## EXERCISE GOAL
In the data below, take everything from the line containing "find each orange" down to the line containing "[270,266,395,283]" and write those lines out again with "orange cloud" replaced by "pink cloud", keeping everything else the same.
-.-.-
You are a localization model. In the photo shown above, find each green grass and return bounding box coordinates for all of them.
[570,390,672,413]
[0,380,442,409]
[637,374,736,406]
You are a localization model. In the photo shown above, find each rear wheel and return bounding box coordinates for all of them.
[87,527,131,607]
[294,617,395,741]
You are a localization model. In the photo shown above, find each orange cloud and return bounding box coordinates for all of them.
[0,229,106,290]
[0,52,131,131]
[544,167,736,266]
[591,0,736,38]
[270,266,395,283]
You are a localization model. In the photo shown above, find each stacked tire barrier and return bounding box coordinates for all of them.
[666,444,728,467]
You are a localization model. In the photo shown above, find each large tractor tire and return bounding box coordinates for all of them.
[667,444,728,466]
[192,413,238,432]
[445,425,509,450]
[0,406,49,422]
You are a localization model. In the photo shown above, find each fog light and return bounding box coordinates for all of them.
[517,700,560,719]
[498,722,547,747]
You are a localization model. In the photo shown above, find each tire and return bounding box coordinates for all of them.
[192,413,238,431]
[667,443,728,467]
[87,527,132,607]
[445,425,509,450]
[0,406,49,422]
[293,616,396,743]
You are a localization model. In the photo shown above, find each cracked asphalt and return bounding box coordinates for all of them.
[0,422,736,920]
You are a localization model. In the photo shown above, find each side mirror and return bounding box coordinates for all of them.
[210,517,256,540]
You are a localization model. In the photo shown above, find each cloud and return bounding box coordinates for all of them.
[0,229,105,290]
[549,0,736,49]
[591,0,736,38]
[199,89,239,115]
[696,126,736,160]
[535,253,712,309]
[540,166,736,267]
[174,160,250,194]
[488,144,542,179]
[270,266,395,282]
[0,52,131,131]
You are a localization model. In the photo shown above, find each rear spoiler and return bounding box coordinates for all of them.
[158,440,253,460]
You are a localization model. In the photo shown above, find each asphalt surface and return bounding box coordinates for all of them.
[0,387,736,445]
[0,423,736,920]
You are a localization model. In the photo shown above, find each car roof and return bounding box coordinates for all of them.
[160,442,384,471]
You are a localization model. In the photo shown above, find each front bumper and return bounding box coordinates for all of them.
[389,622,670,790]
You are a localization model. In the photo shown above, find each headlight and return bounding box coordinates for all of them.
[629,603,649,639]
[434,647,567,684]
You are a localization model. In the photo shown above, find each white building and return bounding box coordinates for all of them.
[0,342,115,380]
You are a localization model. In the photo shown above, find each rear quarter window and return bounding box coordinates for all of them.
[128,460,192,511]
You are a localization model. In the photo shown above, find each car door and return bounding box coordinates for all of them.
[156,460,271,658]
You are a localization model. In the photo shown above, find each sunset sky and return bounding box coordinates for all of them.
-.-.-
## THE RESULT
You are a localization model. In the photo shown above, find each pink cloud and return bounding box coordinates for all of them.
[0,229,106,290]
[0,52,131,131]
[544,167,736,266]
[591,0,736,38]
[270,266,395,283]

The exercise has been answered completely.